_STORED DATA_.
******

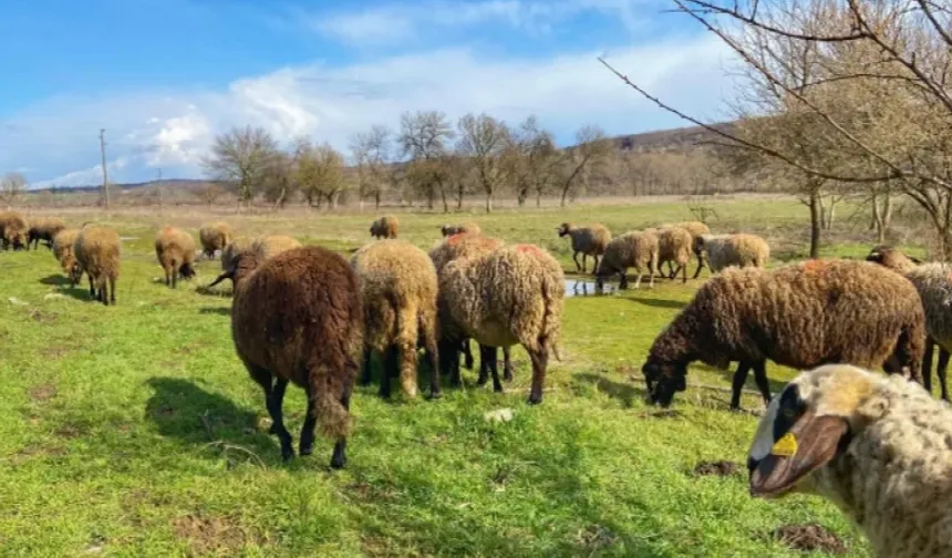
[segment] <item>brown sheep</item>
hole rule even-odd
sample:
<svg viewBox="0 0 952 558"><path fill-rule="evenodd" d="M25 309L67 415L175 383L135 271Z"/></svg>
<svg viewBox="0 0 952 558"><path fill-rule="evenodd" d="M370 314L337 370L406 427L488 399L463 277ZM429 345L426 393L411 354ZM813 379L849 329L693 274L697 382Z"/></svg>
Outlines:
<svg viewBox="0 0 952 558"><path fill-rule="evenodd" d="M684 230L691 232L692 240L701 237L701 235L710 235L711 234L711 228L701 221L670 223L666 225L662 225L659 228L668 228L668 227L683 228ZM694 271L694 277L692 277L692 279L697 279L701 276L701 268L704 267L704 251L699 249L696 247L696 245L692 244L692 247L694 249L694 256L697 257L697 269ZM669 264L669 266L670 266L670 264Z"/></svg>
<svg viewBox="0 0 952 558"><path fill-rule="evenodd" d="M73 244L79 235L80 229L63 229L53 237L53 256L70 278L70 287L75 287L83 278L83 269L73 251Z"/></svg>
<svg viewBox="0 0 952 558"><path fill-rule="evenodd" d="M14 250L29 249L28 238L30 232L30 221L19 211L0 213L0 240L3 242L3 249L9 250L13 247Z"/></svg>
<svg viewBox="0 0 952 558"><path fill-rule="evenodd" d="M483 229L479 228L479 225L475 223L464 223L462 225L444 225L439 227L439 231L444 237L458 235L461 232L468 232L470 235L482 235Z"/></svg>
<svg viewBox="0 0 952 558"><path fill-rule="evenodd" d="M155 257L165 271L165 285L176 288L178 276L195 277L195 239L174 227L164 227L155 237Z"/></svg>
<svg viewBox="0 0 952 558"><path fill-rule="evenodd" d="M608 244L611 242L611 231L604 225L590 225L588 227L573 227L570 223L562 223L556 229L559 238L568 235L572 239L572 261L576 262L576 270L586 272L586 257L594 258L592 272L598 270L599 256L604 254ZM579 265L579 254L582 255L582 262Z"/></svg>
<svg viewBox="0 0 952 558"><path fill-rule="evenodd" d="M73 244L73 254L90 278L90 297L106 306L116 302L121 244L118 232L99 225L84 225Z"/></svg>
<svg viewBox="0 0 952 558"><path fill-rule="evenodd" d="M925 316L915 288L876 264L809 260L773 270L728 268L697 290L662 331L642 368L651 400L671 404L687 364L738 361L731 407L747 372L770 401L766 362L808 369L841 362L919 379Z"/></svg>
<svg viewBox="0 0 952 558"><path fill-rule="evenodd" d="M447 264L439 290L468 337L488 348L520 343L526 349L532 361L529 403L541 403L549 351L558 356L561 331L566 282L559 262L535 245L504 246ZM489 361L493 389L501 392L496 365Z"/></svg>
<svg viewBox="0 0 952 558"><path fill-rule="evenodd" d="M374 238L396 238L399 231L400 220L395 215L385 215L370 226L370 234Z"/></svg>
<svg viewBox="0 0 952 558"><path fill-rule="evenodd" d="M360 287L348 261L319 246L294 248L267 261L238 256L231 337L238 358L265 391L270 432L284 461L294 455L282 403L288 382L303 388L308 413L299 451L313 451L314 425L335 441L332 468L346 463L350 400L363 349Z"/></svg>
<svg viewBox="0 0 952 558"><path fill-rule="evenodd" d="M477 255L488 254L503 246L503 241L496 238L485 237L473 232L458 232L446 238L443 242L430 250L430 258L436 268L437 277L443 268L456 258L472 258ZM453 321L445 297L437 298L437 314L439 317L439 373L449 375L451 385L461 385L459 376L459 351L466 358L465 365L473 370L473 352L469 349L469 338ZM494 348L479 348L479 385L489 381L489 361L497 359ZM513 380L513 361L508 347L503 348L503 379L507 382Z"/></svg>
<svg viewBox="0 0 952 558"><path fill-rule="evenodd" d="M638 271L634 288L641 286L641 270L648 268L649 286L654 287L658 269L658 236L651 231L632 231L612 238L596 269L596 289L604 287L604 278L613 273L621 277L620 289L628 288L628 268Z"/></svg>
<svg viewBox="0 0 952 558"><path fill-rule="evenodd" d="M53 237L61 230L66 228L66 224L59 217L33 217L30 219L30 230L27 234L27 248L30 244L33 249L40 249L40 240L44 240L46 246L52 249Z"/></svg>
<svg viewBox="0 0 952 558"><path fill-rule="evenodd" d="M351 257L360 280L364 309L364 369L371 379L371 351L383 356L380 394L390 396L390 379L399 375L403 392L416 396L416 342L431 359L431 397L439 396L436 347L436 269L433 260L405 240L371 242Z"/></svg>
<svg viewBox="0 0 952 558"><path fill-rule="evenodd" d="M225 250L234 237L231 227L224 221L211 223L198 229L198 241L206 258L215 258L216 250Z"/></svg>

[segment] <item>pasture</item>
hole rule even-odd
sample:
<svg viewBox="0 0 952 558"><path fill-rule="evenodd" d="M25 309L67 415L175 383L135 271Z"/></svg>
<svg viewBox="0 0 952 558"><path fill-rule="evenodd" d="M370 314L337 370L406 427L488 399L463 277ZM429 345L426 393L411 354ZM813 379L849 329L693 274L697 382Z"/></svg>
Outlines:
<svg viewBox="0 0 952 558"><path fill-rule="evenodd" d="M713 230L764 235L772 265L803 257L808 220L796 200L711 206ZM846 556L866 556L859 533L819 498L748 496L756 416L728 412L727 391L692 386L727 390L733 370L692 365L670 412L645 406L641 363L706 270L686 286L664 279L653 290L568 298L562 361L551 361L541 405L526 404L530 368L516 347L505 394L476 385L476 371L464 371L462 389L444 379L438 401L382 401L374 381L352 402L346 469L327 471L331 443L321 438L312 456L283 464L260 389L235 355L227 282L220 293L197 289L218 261L201 261L195 280L172 290L157 280L155 231L170 224L197 239L200 224L224 218L239 235L290 234L349 256L382 213L58 211L71 226L97 219L122 235L108 308L87 300L85 280L71 289L46 248L0 252L0 554L801 556L770 534L818 523ZM675 200L397 215L401 238L424 249L439 225L475 220L488 235L549 249L567 278L577 276L555 231L562 221L620 234L693 218ZM863 235L844 234L826 254L863 256L872 245ZM776 392L793 371L768 374ZM425 369L422 386L427 379ZM743 405L762 409L752 394ZM511 421L485 420L504 407ZM301 390L288 391L284 410L297 432ZM694 473L722 459L738 471Z"/></svg>

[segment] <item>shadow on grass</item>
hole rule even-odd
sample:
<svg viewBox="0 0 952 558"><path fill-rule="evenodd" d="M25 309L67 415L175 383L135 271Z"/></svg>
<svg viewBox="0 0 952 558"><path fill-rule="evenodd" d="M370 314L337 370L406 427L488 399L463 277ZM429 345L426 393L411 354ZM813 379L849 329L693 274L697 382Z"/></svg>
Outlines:
<svg viewBox="0 0 952 558"><path fill-rule="evenodd" d="M147 383L155 393L146 402L145 415L162 436L196 446L229 444L252 452L259 461L280 462L276 441L258 430L255 413L188 380L151 378Z"/></svg>
<svg viewBox="0 0 952 558"><path fill-rule="evenodd" d="M641 388L635 388L631 382L615 382L599 374L575 374L573 382L588 383L594 385L598 391L607 393L610 397L621 401L625 409L631 407L632 401L635 399L643 400L645 391Z"/></svg>

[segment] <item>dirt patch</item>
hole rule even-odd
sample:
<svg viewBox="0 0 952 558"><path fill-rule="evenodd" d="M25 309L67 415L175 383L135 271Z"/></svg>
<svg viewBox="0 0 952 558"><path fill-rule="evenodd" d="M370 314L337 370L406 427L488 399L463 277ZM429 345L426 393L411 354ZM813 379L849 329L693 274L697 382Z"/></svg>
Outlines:
<svg viewBox="0 0 952 558"><path fill-rule="evenodd" d="M839 537L818 524L785 525L772 533L778 540L794 550L820 550L832 555L844 555L846 545Z"/></svg>
<svg viewBox="0 0 952 558"><path fill-rule="evenodd" d="M741 471L741 465L735 462L716 461L701 462L694 467L694 476L731 476Z"/></svg>
<svg viewBox="0 0 952 558"><path fill-rule="evenodd" d="M30 399L33 401L48 401L56 396L56 386L52 384L40 384L30 388Z"/></svg>
<svg viewBox="0 0 952 558"><path fill-rule="evenodd" d="M175 536L187 540L196 555L234 555L248 544L260 542L235 519L227 516L189 514L172 521Z"/></svg>

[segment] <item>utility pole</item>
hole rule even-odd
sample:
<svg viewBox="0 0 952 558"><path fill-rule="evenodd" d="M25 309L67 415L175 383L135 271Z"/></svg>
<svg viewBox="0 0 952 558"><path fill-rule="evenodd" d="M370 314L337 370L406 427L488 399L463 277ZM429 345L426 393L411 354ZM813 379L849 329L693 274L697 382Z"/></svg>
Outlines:
<svg viewBox="0 0 952 558"><path fill-rule="evenodd" d="M106 131L100 128L100 153L103 155L103 196L106 203L106 209L110 208L110 175L106 170Z"/></svg>

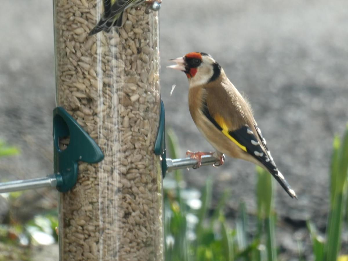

******

_TO BE DONE_.
Copy everything from the line containing "[segment] <item>pasture</item>" down to the line containing "230L764 235L772 265L803", both included, without any changes.

_RESPONSE_.
[segment] <item>pasture</item>
hole rule even-odd
sample:
<svg viewBox="0 0 952 558"><path fill-rule="evenodd" d="M25 309L67 415L175 383L135 271Z"/></svg>
<svg viewBox="0 0 952 558"><path fill-rule="evenodd" d="M370 314L337 370L406 427L488 399L463 277ZM429 345L426 393L411 354ZM813 379L849 329L693 274L697 382Z"/></svg>
Outlines:
<svg viewBox="0 0 952 558"><path fill-rule="evenodd" d="M713 230L764 235L772 265L803 257L808 220L796 200L711 206ZM846 556L866 556L859 533L819 498L748 496L756 416L728 412L727 391L692 386L727 390L733 370L692 365L670 412L645 406L641 363L706 270L686 286L664 279L653 290L568 298L562 361L551 361L541 405L526 404L530 368L516 347L505 394L476 385L476 371L464 371L462 389L444 379L438 401L382 401L374 381L352 402L346 469L327 471L331 443L321 438L312 456L283 464L260 389L235 355L227 282L220 293L197 289L218 261L201 261L195 280L172 290L157 280L155 231L170 224L197 239L200 224L224 218L239 235L290 234L349 256L382 213L58 211L71 226L97 219L122 235L108 308L87 300L85 280L71 289L46 248L0 252L0 554L801 556L770 534L818 523ZM675 200L397 215L401 238L424 249L439 225L475 220L488 235L549 249L567 278L577 276L555 231L562 221L620 234L693 218ZM863 235L844 234L826 254L863 256L872 245ZM776 392L793 371L768 374ZM425 369L422 386L427 379ZM743 405L762 409L752 394ZM511 421L485 420L504 407ZM301 390L288 391L284 410L297 432ZM694 473L722 459L738 471Z"/></svg>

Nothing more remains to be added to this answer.